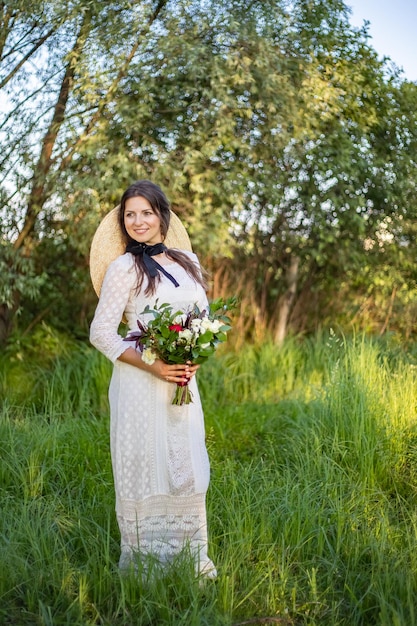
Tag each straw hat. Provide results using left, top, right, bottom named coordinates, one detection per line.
left=90, top=206, right=192, bottom=296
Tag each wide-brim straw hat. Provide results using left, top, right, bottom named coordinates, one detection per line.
left=90, top=206, right=192, bottom=296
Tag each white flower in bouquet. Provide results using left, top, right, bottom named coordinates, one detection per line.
left=142, top=348, right=158, bottom=365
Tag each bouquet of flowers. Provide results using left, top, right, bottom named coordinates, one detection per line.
left=125, top=298, right=236, bottom=405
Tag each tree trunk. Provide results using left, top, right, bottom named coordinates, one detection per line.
left=13, top=13, right=90, bottom=250
left=274, top=256, right=300, bottom=346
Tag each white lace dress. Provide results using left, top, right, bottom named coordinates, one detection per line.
left=90, top=252, right=215, bottom=577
■ ■ ■ ■
**Work required:**
Copy every line from the one containing "Tag each white lace" through the last line of the rows, including both, without changing anything.

**Task result:**
Tag each white lace dress. Provide results using left, top, right, bottom named coordinates, one detection per line.
left=90, top=252, right=215, bottom=577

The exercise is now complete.